**Goal of the exercise**:
Rewrite all of the entries below with every "Annotation guideline" replaced by "Labeling rule", leaving everything else the same.

**Data supplied**:
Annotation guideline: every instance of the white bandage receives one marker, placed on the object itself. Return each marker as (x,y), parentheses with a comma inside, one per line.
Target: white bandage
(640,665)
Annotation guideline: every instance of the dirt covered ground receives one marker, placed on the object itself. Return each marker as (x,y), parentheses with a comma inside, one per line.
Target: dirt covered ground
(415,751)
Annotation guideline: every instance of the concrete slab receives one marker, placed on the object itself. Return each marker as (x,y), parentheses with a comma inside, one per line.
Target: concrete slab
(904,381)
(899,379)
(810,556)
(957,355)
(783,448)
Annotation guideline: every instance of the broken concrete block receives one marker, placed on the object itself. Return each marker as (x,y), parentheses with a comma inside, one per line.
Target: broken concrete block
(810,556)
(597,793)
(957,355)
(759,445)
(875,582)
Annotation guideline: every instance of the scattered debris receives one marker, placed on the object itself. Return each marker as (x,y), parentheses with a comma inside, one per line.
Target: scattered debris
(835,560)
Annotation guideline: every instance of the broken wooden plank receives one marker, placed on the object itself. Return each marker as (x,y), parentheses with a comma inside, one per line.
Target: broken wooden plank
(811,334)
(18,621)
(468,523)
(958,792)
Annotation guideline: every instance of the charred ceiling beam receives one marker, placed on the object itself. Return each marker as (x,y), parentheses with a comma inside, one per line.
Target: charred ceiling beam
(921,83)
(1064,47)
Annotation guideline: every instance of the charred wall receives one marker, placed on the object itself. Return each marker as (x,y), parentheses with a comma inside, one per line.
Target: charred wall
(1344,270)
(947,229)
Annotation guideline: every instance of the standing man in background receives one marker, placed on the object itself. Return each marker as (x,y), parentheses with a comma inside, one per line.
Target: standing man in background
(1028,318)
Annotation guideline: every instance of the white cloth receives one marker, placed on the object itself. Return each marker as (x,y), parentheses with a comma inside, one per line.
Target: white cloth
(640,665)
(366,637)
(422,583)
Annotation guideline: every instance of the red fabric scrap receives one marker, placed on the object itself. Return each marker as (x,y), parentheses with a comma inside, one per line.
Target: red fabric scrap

**Exercise response**:
Labeling rule: every instance of the white bandage receives one marker, placed on the object itself. Return each marker as (x,y), parentheses with a comma inside, one per line.
Target: white bandage
(640,665)
Labeling rule: every instance of the dirt covered ground receives one marker, placed on the object itself. Return each marker as (x,y), parentheses with a comma inside, one per line.
Target: dirt covered ground
(415,751)
Labeling rule: every instance of the concrete slab receives one marker, placed on the object itself. Return each marker as (x,y), parentheses with a comma inside, one per line.
Target: concrete slab
(904,381)
(899,379)
(810,556)
(957,355)
(783,448)
Labeling rule: every instance of the broken concrete block receives one marker, placed on the object itself. Return each marker as (x,y), parentheses with a comma inside, one per line.
Target: broken concrete block
(810,556)
(597,793)
(957,355)
(759,445)
(875,582)
Labeling rule: every instance of the scattered debris receives one marker, placed on the object itself. Return each marker as (x,y), parentheses with a comma inside, one per line.
Target: scattered debris
(835,560)
Labeling rule: every instance of the broken wooden plank receives one marker, placed on the object itself. Return each marker as (x,y), parentheses with a comma inside, one per line.
Target: broken wooden plank
(811,334)
(18,621)
(468,523)
(958,792)
Labeling rule: every instance of the charred ceiling beam receives one marker, placed on the object itself. Return each marker as (x,y), parentheses with a comma inside, one per line.
Target: charred ceiling beam
(921,83)
(1064,47)
Labeling rule: every instance of the charred wall receives one marker, placed on the object itself. Return each marker as (x,y), parentheses with a comma inside, one per line.
Target: charred wall
(1344,270)
(947,229)
Labeling rule: every instance of the standing man in background receives one marker, placed on the object itself. Return each marker as (x,y), parentheses with a comma inside, one per line.
Target: standing man in background
(1028,318)
Labeling rule: every instance of the white cloth receives one marker, placed on the object itself. Return each marker as (x,y), parentheses with a comma inside, one per line.
Target: white cloth
(640,665)
(366,637)
(422,583)
Labeling rule: every instance of the red fabric scrap receives one marker, placed on the object itself. Return each marker as (x,y), parentheses with a comma inside, one per line.
Target: red fabric scrap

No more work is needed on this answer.